┌────────
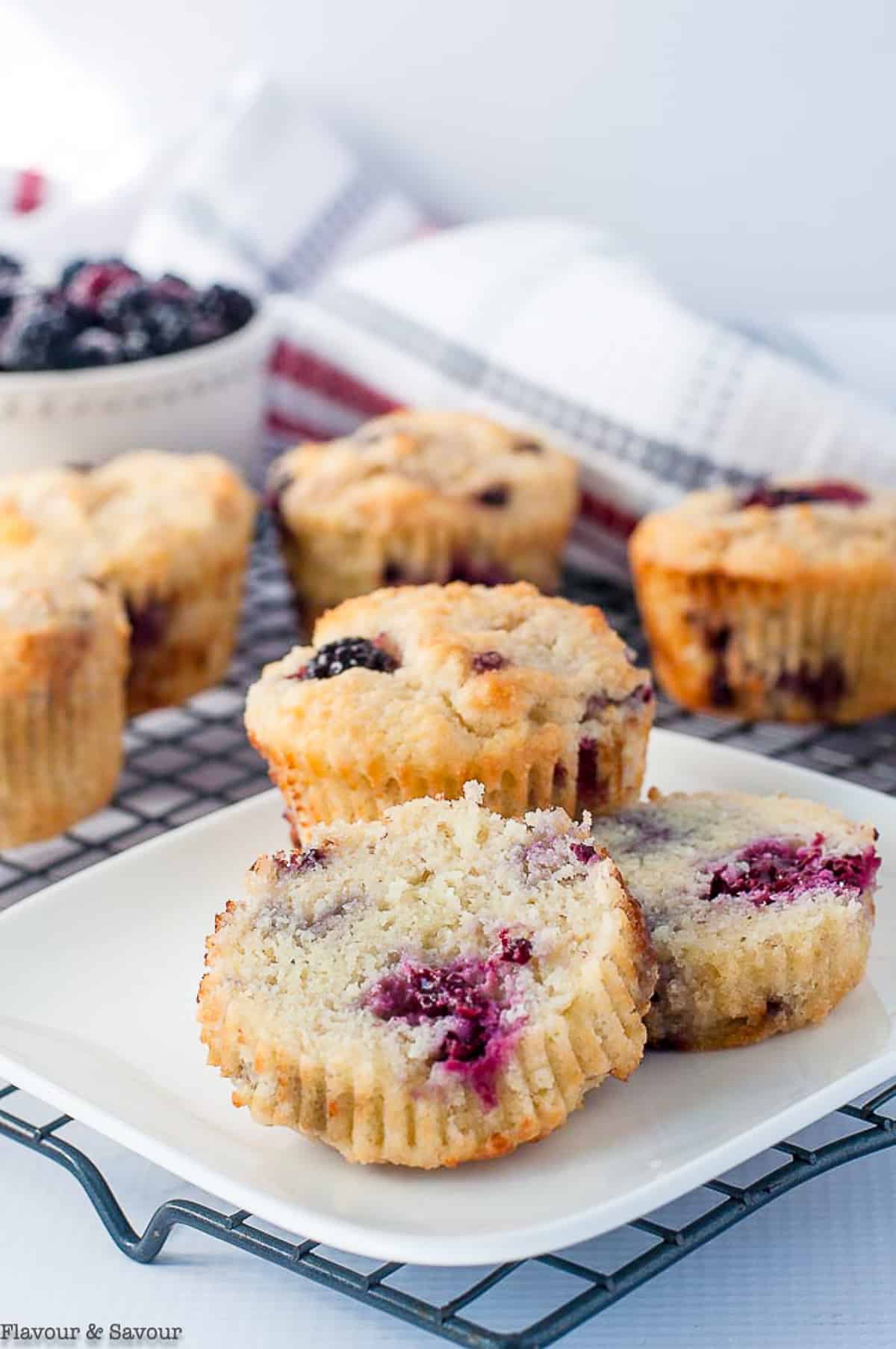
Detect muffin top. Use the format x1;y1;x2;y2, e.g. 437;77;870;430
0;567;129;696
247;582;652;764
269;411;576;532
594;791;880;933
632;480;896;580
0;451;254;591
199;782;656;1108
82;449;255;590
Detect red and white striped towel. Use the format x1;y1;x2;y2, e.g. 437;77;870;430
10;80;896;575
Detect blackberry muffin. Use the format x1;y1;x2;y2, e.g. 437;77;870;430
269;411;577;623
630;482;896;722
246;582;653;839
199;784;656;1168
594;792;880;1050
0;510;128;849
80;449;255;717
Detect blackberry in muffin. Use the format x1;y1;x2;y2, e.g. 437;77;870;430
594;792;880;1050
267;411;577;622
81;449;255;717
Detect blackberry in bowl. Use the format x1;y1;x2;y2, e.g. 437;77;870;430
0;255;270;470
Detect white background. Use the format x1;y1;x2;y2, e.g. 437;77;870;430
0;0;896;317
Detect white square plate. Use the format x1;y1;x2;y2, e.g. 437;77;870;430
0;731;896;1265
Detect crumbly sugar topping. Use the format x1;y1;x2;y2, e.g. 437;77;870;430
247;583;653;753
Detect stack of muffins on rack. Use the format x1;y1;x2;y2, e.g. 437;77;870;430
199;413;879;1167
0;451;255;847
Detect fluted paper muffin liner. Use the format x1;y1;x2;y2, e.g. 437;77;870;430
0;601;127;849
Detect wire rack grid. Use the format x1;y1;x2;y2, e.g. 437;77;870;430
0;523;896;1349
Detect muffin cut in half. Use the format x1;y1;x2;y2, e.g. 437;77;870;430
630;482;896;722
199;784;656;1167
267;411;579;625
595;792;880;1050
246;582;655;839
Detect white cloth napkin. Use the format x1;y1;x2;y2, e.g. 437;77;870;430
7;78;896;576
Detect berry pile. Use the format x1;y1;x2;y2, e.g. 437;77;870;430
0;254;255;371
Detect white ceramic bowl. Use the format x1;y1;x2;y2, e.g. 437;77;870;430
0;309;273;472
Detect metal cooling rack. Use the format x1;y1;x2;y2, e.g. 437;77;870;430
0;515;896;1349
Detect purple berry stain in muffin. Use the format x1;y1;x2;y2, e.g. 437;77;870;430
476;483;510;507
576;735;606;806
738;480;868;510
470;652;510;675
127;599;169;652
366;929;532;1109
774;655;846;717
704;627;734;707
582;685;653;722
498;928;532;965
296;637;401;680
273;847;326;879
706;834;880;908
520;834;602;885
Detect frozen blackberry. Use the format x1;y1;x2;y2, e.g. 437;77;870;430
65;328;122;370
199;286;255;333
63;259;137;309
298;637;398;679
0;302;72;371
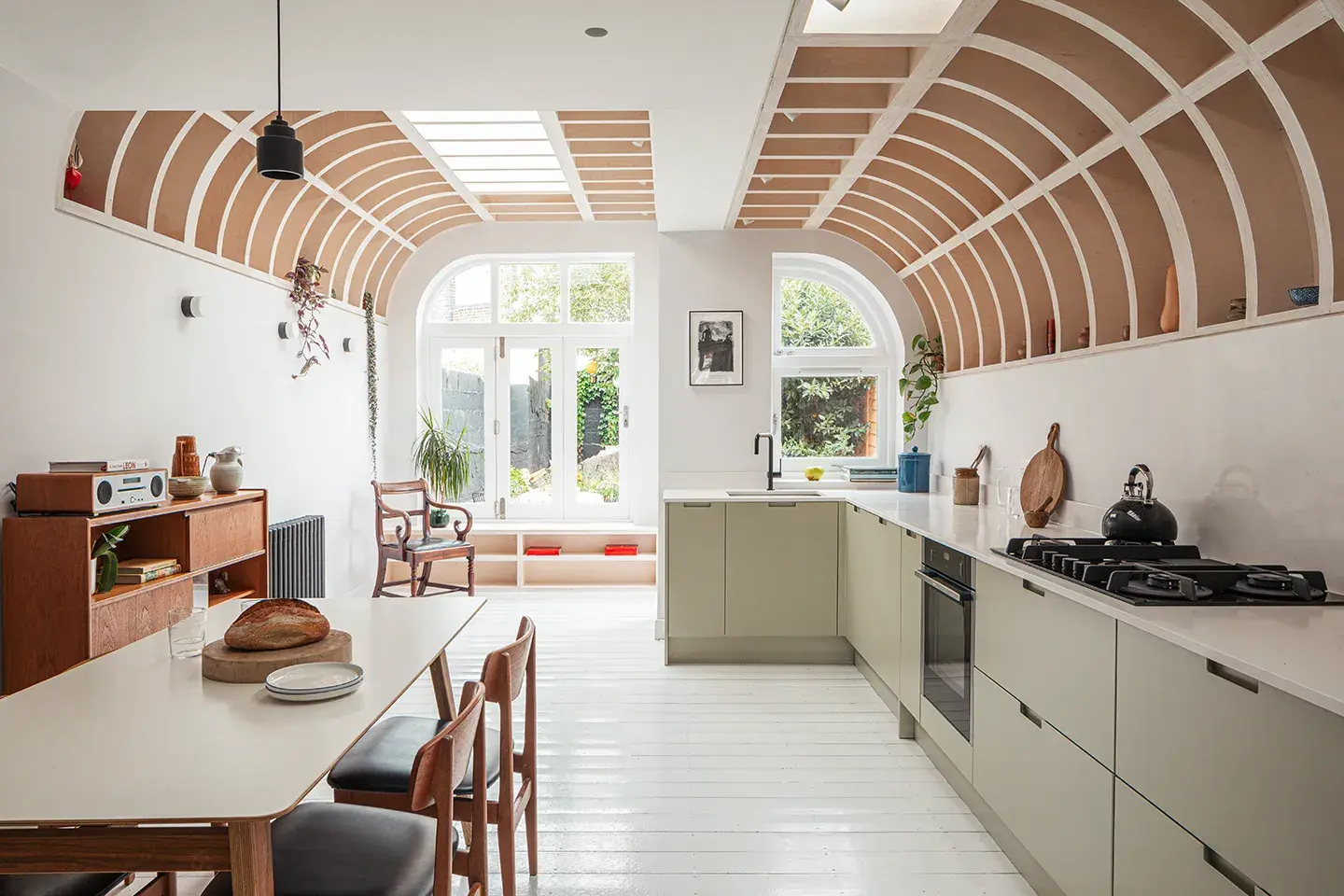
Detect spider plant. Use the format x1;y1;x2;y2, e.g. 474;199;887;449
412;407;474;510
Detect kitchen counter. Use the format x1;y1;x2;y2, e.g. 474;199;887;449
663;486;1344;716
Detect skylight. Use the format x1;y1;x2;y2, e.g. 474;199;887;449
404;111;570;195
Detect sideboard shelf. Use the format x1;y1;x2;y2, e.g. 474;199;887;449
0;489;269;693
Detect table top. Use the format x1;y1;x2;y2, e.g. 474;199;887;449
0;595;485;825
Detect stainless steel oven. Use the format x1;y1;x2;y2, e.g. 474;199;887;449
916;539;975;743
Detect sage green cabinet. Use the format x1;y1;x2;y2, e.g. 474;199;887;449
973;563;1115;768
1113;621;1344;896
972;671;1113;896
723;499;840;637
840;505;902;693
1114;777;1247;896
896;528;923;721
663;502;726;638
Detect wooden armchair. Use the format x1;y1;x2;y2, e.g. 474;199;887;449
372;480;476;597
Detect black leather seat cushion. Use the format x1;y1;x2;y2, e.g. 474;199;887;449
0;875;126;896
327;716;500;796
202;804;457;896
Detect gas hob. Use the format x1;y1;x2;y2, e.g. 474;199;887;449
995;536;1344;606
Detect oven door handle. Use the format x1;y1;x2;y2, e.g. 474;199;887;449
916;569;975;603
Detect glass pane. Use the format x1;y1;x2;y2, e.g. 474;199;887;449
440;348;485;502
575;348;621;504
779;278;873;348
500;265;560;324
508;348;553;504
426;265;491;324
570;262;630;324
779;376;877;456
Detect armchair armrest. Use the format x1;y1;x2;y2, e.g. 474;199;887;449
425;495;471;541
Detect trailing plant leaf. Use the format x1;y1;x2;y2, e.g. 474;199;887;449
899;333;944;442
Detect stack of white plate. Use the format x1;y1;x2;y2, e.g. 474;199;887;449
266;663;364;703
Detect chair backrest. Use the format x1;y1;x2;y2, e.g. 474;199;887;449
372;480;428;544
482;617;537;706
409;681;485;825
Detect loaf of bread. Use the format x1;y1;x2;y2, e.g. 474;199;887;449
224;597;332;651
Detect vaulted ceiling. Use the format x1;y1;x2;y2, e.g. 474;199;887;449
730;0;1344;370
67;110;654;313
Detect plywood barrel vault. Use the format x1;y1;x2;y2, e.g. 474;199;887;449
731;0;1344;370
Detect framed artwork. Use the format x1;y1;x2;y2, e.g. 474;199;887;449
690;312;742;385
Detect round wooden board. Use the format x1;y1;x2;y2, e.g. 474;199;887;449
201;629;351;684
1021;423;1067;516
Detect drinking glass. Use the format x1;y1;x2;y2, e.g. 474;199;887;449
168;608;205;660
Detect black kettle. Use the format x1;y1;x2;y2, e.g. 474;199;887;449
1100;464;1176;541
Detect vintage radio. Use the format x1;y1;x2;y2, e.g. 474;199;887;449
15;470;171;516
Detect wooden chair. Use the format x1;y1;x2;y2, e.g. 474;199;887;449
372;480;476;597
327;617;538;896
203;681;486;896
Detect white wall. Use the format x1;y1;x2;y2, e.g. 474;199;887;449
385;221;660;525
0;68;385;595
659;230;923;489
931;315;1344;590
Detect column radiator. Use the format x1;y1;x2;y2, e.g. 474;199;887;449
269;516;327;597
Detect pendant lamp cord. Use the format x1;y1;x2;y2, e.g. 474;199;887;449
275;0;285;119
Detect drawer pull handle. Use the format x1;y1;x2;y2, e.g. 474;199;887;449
└────────
TASK BRIEF: Rewrite the part of the entries that runs from the start of the entries through the line containing "247;583;653;753", both ends included. Keep the requests unchanged, multiply every coordinate in the answers by 2.45, round each result to a whole number with halves rounded up, and leave the pictures out.

ANSWER TO THIS TASK:
Detect muffin top. Use the format x1;y1;x2;y2, e.g. 437;77;870;430
0;1389;316;1705
605;1426;1597;1872
659;1007;1411;1303
1455;1938;2156;2286
1548;1176;2195;1421
0;1105;622;1448
488;1916;1607;2715
201;1100;625;1446
Detect red and white striped towel. Use the format x1;y1;x2;y2, e.g. 437;77;870;430
25;196;2195;1409
Detect blackberry muffin. Use the format x1;y1;x2;y2, e.g. 437;77;870;430
659;1007;1414;1526
1544;1181;2195;1769
603;1426;1600;2056
488;1921;1607;2862
1455;1940;2156;2573
0;1250;314;2080
196;1100;625;1757
Detect blackberry in muffin. Use the format x1;y1;x2;y2, e.g. 437;77;870;430
1455;1940;2156;2573
654;1007;1414;1524
198;1100;625;1757
Detect blackberry in bowl. Use the format x1;y1;x2;y2, e.g. 437;77;870;430
0;625;662;1152
Detect white background. Use the format x1;y1;x2;y2, e.g. 437;77;870;430
0;0;2195;777
Detect white square plate. Use the format x1;y1;x2;y2, e.g. 437;77;870;430
0;1791;2195;3099
Detect crumbly sugar topping. Use the format x1;y1;x2;y2, e.g. 437;77;870;430
605;1428;1600;1845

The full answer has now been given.